▶ _Задания_
• a. Повторите дословно фрагмент текста о ввозе рабов от «Путь к ввозу» до «Азии в Америку.».
• b. Ответьте по тексту о ввозе рабов:
(i) Под чье господство подпали области Центральной и Южной Америки?
(ii) Какое решение было избрано в условиях XVI и XVII столетий?
(iii) Какую площадь имел континент, о котором идет речь в тексте?
• c. Продолжите текст о ввозе рабов, начав сразу после его последнего предложения.

▶ _Исходный текст_
--------------------------------

Путь к ввозу рабов для работы в Английской Америке из густо населенных областей Центральной и Южной Америки был закрыт, так как эти территории уже подпали под господство Испании и Португалии и эксплуатировались ими. Не было возможности ввозить рабов и из Азии, так как, во-первых, покорению Азии суждено было случиться лишь спустя много поколений после путешествия Колумба, а во-вторых, даже независимо от этого, силы и техника европейских государств в ту пору были еще недостаточно развиты, чтобы справиться с проблемой транспортировки рабов морским путем из Азии в Америку.

В условиях, существовавших в XVI и XVII столетиях, возможно было единственное решение — и оно было избрано: покорение и порабощение Африки. Здесь находился континент площадью чуть ли не в 30 миллионов квадратных километров, расположенный достаточно близко и к Европе и к Америке, чтобы он мог быть освоен средствами наличной техники.

--------------------------------

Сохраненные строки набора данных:
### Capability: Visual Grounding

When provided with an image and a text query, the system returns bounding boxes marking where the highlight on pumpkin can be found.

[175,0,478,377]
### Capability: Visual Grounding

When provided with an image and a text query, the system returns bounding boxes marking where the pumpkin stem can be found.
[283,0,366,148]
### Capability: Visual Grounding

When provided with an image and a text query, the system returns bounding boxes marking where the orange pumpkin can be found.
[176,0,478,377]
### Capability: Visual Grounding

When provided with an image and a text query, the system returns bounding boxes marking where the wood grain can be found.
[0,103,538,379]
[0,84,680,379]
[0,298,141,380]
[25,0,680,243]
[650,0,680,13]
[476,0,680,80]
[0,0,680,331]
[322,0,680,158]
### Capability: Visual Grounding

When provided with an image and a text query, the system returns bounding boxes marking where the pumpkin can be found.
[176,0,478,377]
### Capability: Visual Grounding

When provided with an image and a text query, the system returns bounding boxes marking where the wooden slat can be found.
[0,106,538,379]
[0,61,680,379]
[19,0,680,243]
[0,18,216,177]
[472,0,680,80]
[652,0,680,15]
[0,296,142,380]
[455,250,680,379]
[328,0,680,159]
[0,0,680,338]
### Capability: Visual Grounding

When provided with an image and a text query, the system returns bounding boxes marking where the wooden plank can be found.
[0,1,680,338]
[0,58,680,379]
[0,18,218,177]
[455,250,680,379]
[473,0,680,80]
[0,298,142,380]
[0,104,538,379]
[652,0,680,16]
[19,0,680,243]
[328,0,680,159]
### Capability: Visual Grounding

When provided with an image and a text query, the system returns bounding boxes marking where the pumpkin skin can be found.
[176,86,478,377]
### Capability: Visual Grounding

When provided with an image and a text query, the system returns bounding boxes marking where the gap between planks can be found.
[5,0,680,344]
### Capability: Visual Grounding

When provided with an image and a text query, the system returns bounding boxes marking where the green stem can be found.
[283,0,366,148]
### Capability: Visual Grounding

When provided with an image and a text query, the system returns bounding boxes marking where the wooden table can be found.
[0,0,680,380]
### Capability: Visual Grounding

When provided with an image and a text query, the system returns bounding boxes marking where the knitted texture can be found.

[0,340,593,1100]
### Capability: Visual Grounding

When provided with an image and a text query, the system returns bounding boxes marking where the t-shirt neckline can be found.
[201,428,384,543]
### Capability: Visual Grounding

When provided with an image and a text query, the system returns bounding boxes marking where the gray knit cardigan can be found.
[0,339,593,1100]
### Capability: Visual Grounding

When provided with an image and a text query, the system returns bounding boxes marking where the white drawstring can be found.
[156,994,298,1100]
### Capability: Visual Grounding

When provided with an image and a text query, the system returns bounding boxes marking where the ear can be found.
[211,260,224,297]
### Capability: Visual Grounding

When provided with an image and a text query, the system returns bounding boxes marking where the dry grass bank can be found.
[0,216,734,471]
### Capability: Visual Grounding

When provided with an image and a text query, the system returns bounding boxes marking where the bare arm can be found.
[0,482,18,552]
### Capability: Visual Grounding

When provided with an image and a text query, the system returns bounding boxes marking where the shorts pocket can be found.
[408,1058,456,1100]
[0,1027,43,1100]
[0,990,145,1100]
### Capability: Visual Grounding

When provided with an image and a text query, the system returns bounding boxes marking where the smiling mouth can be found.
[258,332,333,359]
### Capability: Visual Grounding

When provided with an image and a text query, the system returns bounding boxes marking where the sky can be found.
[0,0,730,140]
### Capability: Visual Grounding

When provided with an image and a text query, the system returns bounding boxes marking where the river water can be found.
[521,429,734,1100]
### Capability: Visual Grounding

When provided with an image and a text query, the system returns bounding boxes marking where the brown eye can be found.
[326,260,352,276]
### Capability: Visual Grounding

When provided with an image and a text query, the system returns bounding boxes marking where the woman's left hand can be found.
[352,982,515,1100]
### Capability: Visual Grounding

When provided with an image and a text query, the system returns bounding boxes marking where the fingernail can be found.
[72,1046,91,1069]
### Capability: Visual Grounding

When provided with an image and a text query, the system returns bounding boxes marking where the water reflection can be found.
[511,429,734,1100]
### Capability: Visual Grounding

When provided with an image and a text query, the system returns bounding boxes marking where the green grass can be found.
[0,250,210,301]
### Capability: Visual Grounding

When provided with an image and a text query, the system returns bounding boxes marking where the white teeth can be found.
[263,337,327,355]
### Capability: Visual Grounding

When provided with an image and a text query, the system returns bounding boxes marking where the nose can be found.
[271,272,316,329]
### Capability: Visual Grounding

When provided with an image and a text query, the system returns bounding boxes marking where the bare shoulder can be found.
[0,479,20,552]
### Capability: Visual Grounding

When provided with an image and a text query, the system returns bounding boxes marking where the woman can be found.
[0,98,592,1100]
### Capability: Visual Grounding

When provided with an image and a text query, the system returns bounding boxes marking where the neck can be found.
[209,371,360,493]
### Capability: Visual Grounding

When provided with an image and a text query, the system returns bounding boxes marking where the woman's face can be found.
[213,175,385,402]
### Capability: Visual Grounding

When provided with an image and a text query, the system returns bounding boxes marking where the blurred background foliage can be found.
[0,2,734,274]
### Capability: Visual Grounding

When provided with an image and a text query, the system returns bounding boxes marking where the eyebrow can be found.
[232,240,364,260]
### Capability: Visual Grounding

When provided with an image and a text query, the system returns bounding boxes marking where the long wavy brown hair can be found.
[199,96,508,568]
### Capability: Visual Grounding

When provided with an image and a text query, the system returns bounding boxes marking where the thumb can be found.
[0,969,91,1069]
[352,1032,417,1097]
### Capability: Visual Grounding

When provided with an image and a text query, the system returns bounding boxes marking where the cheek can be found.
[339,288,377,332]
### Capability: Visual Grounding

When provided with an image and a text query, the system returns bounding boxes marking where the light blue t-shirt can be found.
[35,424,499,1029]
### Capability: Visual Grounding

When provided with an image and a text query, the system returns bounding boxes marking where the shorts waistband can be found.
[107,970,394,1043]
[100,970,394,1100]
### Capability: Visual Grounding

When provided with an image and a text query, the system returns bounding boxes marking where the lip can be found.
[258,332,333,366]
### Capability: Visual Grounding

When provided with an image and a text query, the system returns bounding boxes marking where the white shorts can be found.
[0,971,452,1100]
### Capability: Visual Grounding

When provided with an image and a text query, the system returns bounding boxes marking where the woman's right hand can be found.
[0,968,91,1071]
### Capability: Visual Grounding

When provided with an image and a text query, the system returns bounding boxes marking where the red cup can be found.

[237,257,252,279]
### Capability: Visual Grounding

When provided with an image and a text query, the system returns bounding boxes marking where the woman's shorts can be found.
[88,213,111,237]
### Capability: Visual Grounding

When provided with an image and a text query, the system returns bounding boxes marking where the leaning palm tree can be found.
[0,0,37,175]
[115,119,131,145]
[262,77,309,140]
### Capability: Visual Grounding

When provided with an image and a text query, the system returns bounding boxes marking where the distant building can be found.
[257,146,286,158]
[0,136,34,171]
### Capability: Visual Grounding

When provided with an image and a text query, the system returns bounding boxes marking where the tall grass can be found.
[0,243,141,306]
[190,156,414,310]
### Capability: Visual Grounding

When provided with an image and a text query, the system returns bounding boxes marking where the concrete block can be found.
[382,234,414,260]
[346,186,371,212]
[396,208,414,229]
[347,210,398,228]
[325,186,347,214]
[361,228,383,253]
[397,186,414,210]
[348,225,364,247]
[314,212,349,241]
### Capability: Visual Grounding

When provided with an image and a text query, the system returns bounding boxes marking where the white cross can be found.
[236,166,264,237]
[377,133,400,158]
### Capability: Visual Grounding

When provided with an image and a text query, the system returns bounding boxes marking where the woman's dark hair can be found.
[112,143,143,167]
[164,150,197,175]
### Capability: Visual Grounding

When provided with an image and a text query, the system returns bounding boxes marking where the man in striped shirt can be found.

--------------------------------

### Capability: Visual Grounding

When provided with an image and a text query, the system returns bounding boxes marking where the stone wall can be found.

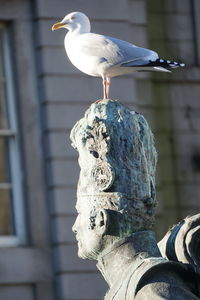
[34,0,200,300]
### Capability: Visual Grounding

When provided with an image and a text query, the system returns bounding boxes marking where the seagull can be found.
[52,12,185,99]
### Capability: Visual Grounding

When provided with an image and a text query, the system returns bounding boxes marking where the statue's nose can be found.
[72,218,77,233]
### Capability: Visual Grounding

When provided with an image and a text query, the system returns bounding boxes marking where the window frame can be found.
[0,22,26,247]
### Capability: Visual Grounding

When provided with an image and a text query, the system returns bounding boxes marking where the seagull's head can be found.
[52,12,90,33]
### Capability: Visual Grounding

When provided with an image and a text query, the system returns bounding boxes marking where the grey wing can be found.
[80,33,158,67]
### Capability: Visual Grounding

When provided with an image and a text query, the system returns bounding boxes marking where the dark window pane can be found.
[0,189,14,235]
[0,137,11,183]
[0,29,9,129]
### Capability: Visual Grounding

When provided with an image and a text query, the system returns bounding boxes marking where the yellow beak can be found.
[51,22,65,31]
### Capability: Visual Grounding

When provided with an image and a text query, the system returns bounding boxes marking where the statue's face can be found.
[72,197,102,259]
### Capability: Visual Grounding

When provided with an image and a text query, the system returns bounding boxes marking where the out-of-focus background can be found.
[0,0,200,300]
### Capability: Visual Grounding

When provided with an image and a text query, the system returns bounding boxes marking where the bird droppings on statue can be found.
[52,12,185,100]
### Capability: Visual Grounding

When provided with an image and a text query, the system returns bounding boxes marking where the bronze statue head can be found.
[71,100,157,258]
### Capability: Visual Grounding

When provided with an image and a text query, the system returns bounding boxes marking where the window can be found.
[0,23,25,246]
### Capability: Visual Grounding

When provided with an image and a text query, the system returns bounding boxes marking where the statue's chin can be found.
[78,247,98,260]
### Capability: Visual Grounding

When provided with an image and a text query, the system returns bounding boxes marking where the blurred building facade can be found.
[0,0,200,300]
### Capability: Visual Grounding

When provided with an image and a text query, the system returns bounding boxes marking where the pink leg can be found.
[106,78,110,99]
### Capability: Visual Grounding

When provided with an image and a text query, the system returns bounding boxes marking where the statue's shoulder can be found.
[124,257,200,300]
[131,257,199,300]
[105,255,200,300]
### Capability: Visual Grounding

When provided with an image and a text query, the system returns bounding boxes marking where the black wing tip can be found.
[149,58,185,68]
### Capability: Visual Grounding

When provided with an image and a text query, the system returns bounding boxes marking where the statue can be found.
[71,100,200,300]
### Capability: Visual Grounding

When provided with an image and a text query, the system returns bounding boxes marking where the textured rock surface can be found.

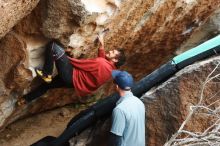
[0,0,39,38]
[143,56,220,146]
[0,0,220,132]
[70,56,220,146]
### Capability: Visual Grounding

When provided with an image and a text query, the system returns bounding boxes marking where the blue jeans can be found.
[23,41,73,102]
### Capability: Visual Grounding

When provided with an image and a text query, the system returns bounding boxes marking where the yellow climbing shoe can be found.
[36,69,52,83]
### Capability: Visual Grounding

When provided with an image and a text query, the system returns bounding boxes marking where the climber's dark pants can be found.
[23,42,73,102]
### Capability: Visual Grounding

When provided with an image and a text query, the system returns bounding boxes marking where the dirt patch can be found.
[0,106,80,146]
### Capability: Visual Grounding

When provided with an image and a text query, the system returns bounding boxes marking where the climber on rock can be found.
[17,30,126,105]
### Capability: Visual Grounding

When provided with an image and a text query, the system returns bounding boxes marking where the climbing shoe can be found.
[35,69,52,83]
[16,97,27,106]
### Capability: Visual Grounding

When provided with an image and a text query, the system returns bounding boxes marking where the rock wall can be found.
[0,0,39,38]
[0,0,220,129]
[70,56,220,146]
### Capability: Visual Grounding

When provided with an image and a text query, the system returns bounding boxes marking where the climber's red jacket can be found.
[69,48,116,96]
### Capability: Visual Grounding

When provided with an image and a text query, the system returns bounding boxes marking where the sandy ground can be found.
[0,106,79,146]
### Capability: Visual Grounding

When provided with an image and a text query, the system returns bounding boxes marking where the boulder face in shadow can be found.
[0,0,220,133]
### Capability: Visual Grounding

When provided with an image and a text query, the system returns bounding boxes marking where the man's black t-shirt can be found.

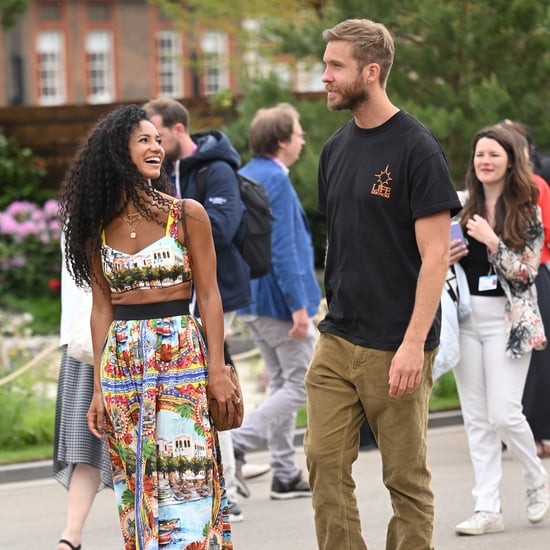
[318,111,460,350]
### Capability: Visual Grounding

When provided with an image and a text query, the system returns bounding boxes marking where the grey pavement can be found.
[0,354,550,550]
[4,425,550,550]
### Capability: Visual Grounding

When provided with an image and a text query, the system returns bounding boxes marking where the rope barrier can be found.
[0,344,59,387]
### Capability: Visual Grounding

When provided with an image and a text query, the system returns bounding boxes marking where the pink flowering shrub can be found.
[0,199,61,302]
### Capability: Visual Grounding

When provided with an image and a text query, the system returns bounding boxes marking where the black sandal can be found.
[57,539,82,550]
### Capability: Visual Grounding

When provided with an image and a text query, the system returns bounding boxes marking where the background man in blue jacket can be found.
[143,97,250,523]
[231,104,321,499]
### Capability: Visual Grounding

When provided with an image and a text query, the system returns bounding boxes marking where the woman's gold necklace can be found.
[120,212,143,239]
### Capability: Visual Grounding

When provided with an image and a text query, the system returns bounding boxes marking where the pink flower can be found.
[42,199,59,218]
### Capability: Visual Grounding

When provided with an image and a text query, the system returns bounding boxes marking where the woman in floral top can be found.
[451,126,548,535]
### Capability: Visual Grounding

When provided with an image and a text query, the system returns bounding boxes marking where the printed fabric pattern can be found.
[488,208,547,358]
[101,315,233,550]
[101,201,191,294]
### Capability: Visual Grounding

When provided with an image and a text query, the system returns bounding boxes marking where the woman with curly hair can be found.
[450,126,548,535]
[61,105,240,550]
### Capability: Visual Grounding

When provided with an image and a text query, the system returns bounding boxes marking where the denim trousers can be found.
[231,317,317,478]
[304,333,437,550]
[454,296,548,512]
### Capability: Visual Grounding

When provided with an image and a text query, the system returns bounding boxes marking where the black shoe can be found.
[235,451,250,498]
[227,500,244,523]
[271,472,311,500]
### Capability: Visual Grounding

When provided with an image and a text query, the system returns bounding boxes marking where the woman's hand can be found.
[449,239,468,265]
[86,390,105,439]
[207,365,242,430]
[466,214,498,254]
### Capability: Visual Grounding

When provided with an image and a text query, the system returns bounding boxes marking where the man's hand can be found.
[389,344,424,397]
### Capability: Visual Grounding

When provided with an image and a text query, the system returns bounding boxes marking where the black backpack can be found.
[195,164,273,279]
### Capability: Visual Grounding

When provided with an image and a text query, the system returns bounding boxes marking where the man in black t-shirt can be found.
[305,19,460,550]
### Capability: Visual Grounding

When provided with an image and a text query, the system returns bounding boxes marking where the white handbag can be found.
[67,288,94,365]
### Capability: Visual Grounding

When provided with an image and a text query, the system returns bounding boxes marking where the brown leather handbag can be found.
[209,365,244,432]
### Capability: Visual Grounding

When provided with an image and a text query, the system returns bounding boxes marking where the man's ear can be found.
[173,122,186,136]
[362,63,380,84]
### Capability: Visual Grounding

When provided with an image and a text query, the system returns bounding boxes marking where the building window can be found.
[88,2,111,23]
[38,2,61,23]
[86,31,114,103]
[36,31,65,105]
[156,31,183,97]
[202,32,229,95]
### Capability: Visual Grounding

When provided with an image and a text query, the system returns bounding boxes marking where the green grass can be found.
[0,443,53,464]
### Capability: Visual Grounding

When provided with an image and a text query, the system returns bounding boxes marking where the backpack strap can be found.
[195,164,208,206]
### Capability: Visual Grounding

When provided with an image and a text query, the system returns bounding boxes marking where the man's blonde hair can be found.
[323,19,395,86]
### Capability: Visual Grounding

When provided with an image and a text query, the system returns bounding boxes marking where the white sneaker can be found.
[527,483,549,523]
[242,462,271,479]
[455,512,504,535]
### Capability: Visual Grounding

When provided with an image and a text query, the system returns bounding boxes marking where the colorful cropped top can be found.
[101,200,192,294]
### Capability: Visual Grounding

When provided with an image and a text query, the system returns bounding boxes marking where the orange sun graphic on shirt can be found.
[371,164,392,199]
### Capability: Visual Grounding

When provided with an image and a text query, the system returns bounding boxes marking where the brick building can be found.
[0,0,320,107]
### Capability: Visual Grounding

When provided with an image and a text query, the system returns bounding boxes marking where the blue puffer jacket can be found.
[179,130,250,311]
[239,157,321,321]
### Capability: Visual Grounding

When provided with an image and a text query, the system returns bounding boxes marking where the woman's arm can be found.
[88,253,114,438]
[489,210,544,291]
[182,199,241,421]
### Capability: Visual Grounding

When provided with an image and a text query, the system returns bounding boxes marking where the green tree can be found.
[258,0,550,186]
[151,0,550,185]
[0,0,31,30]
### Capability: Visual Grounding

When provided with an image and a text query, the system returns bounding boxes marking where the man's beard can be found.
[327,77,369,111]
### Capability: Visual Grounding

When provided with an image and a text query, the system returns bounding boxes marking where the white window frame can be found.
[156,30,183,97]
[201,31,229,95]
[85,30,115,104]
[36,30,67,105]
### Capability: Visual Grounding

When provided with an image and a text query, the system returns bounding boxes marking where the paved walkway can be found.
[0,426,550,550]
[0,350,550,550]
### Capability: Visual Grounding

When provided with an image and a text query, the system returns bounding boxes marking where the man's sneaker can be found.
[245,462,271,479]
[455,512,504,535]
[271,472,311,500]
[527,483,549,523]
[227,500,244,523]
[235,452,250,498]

--------------------------------

▶ _Ответы_
• a.
Путь к ввозу рабов для работы в Английской Америке из густо населенных областей Центральной и Южной Америки был закрыт, так как эти территории уже подпали под господство Испании и Португалии и эксплуатировались ими. Не было возможности ввозить рабов и из Азии, так как, во-первых, покорению Азии суждено было случиться лишь спустя много поколений после путешествия Колумба, а во-вторых, даже независимо от этого, силы и техника европейских государств в ту пору были еще недостаточно развиты, чтобы справиться с проблемой транспортировки рабов морским путем из Азии в Америку.

• b.
(i) Испании и Португалии.
(ii) Покорение и порабощение Африки.
(iii) Чуть ли не 30 миллионов квадратных километров.

• c.
Кроме того, он был населен миллионами людей, находившихся на сельскохозяйственной стадии цивилизации; здесь в течение многих столетий они разводили прирученный рогатый скот, выплавляли железо (в Африке этому научились, вероятно, раньше, чем во всем остальном мире), ткали хлопчатобумажные материи, выделывали мыло, стекло, гончарные изделия, одеяла.

Надо еще отметить, что в отличие от индейцев африканцы, порабощенные и привезенные в Америку, находились в чужом краю и, совершая побег или оказывая сопротивление, не могли рассчитывать на помощь своего народа и его социальной организации. Напротив, порабощенные в Африке и привезенные в Новый свет, они оказывались в буквальном смысле слова в цепях, на чужой земле, за тысячи миль от родины и всецело во власти вооруженных до зубов безжалостных хозяев, поддерживаемых всеми силами государственного карательного аппарата.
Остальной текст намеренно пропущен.